Aim of the exercise:
Every line below must be reproduced exactly. Copy them all.

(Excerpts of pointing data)
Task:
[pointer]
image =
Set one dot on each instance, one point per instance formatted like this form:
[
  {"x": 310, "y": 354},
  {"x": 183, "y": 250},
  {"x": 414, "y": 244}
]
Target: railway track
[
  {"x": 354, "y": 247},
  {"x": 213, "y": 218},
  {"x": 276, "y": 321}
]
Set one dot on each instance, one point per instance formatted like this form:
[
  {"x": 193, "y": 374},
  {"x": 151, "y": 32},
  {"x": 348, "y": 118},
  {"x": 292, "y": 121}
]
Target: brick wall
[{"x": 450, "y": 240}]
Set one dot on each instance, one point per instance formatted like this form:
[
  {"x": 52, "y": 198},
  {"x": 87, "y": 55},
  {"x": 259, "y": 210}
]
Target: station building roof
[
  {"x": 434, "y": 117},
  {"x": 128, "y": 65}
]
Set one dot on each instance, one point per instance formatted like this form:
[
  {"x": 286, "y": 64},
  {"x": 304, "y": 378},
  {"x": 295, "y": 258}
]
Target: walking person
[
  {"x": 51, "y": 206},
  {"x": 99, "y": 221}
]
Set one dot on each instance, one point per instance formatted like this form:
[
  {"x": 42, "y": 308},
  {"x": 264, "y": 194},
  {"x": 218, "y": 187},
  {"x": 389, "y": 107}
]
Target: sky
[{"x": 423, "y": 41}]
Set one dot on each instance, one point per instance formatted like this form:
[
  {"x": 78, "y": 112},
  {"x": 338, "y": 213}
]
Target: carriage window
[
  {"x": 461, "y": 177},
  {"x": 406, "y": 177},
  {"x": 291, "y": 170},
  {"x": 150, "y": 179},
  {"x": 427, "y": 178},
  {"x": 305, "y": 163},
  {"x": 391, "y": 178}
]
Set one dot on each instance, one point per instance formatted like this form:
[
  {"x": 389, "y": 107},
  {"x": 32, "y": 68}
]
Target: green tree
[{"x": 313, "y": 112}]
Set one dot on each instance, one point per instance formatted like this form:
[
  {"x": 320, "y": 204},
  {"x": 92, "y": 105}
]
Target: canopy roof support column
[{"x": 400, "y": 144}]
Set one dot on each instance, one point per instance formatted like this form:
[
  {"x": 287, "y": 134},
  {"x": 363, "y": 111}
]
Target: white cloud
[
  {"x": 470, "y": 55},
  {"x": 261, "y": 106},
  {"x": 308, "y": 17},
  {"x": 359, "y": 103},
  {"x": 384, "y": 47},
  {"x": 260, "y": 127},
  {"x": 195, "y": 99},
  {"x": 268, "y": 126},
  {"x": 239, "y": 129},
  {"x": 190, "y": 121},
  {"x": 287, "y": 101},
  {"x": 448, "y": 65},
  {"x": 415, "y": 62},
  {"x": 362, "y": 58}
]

Complete output:
Task:
[pointer]
image =
Set one dot on each instance, one point per instance formatted like this form:
[
  {"x": 310, "y": 354},
  {"x": 183, "y": 250},
  {"x": 414, "y": 244}
]
Target: railway track
[
  {"x": 354, "y": 247},
  {"x": 213, "y": 218},
  {"x": 276, "y": 321}
]
Set one dot on each instance, one point per instance formatted like this form:
[
  {"x": 193, "y": 374},
  {"x": 151, "y": 32},
  {"x": 348, "y": 118},
  {"x": 292, "y": 121}
]
Target: brick wall
[{"x": 450, "y": 240}]
Set one dot on each instance, one point per instance formatted like this form:
[
  {"x": 52, "y": 198},
  {"x": 87, "y": 55},
  {"x": 259, "y": 210}
]
Target: station building roof
[
  {"x": 434, "y": 117},
  {"x": 128, "y": 65}
]
Set one dot on each instance, one point per instance formatted like this form:
[
  {"x": 286, "y": 64},
  {"x": 304, "y": 378},
  {"x": 295, "y": 258}
]
Target: walking person
[
  {"x": 51, "y": 206},
  {"x": 99, "y": 221}
]
Set one dot on each instance, one point per instance formatted like this form:
[
  {"x": 42, "y": 308},
  {"x": 264, "y": 194},
  {"x": 218, "y": 187},
  {"x": 389, "y": 107}
]
Target: sky
[{"x": 423, "y": 41}]
Set one dot on each instance, one point per instance formatted like this form:
[
  {"x": 78, "y": 112},
  {"x": 338, "y": 213}
]
Target: carriage window
[
  {"x": 461, "y": 177},
  {"x": 406, "y": 177},
  {"x": 291, "y": 170},
  {"x": 150, "y": 179},
  {"x": 427, "y": 178},
  {"x": 305, "y": 163},
  {"x": 391, "y": 178}
]
Set one dot on each instance, one point per instance formatted like this form:
[
  {"x": 389, "y": 107},
  {"x": 32, "y": 68}
]
Target: green tree
[{"x": 313, "y": 112}]
Set one dot on each instance, one point per instance formatted like this form:
[
  {"x": 320, "y": 204},
  {"x": 92, "y": 105}
]
Target: canopy roof support column
[{"x": 400, "y": 144}]
Set one dot on each instance, one point per instance formatted like this form:
[
  {"x": 287, "y": 134},
  {"x": 363, "y": 111}
]
Target: white cloud
[
  {"x": 470, "y": 55},
  {"x": 261, "y": 106},
  {"x": 308, "y": 17},
  {"x": 359, "y": 103},
  {"x": 384, "y": 47},
  {"x": 260, "y": 127},
  {"x": 195, "y": 99},
  {"x": 268, "y": 126},
  {"x": 239, "y": 129},
  {"x": 190, "y": 121},
  {"x": 287, "y": 101},
  {"x": 448, "y": 65},
  {"x": 415, "y": 62},
  {"x": 362, "y": 58}
]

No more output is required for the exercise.